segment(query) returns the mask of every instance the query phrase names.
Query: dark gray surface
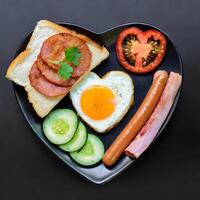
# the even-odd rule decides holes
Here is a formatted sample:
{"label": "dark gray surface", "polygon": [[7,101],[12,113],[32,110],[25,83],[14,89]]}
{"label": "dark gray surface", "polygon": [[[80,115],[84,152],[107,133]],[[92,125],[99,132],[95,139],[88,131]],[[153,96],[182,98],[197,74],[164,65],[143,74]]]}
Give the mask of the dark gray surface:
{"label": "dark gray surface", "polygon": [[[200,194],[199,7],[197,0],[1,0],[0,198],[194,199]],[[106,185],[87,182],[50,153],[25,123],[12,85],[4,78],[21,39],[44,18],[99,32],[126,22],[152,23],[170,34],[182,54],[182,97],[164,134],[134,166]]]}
...
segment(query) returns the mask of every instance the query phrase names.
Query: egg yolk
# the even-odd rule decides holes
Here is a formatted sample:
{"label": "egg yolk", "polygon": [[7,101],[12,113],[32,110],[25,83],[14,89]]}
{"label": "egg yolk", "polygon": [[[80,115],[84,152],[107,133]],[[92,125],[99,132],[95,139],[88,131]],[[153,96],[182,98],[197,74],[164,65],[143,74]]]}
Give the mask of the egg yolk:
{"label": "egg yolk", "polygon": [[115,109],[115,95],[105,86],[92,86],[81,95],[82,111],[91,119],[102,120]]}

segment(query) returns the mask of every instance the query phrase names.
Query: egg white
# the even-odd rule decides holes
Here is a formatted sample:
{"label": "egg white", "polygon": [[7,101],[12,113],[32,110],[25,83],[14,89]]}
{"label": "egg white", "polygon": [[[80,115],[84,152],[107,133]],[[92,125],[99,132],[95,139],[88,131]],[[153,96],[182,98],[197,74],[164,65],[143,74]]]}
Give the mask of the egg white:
--
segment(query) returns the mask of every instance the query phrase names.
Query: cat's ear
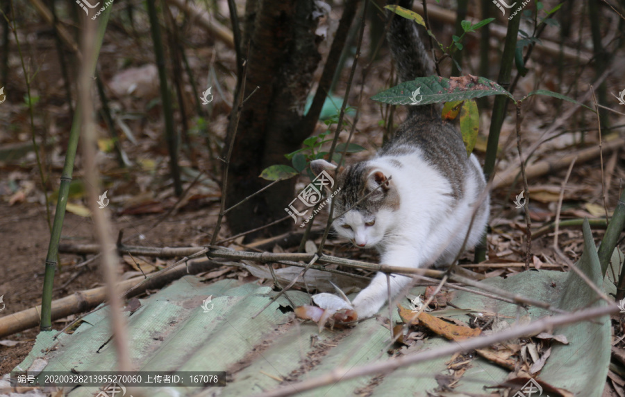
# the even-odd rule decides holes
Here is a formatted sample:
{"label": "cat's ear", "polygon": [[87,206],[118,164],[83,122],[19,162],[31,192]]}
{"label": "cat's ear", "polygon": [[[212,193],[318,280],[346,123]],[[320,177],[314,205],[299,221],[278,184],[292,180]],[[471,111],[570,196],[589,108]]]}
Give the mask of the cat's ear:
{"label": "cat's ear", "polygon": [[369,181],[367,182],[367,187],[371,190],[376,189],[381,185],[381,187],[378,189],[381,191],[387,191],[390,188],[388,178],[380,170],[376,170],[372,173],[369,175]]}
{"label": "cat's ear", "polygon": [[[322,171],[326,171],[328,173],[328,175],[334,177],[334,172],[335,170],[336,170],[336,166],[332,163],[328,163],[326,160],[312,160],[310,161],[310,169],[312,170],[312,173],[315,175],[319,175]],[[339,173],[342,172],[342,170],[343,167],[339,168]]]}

Exercise prompt :: Pull out every line from the entries above that contains the word "surface", and copy each of those lines in full.

Output for this task ::
Query: dark gray surface
{"label": "dark gray surface", "polygon": [[7,101],[12,113],[32,110],[25,83],[14,89]]}
{"label": "dark gray surface", "polygon": [[[80,115],[84,152],[107,133]],[[92,125],[99,132],[95,139],[88,131]],[[153,96],[182,98],[197,74],[164,65],[143,74]]]}
Give the mask of the dark gray surface:
{"label": "dark gray surface", "polygon": [[[200,194],[199,7],[197,0],[1,0],[0,198],[194,199]],[[106,185],[87,182],[50,153],[25,123],[12,85],[4,78],[21,39],[44,18],[99,32],[126,22],[152,23],[170,34],[182,54],[182,97],[164,134],[134,166]]]}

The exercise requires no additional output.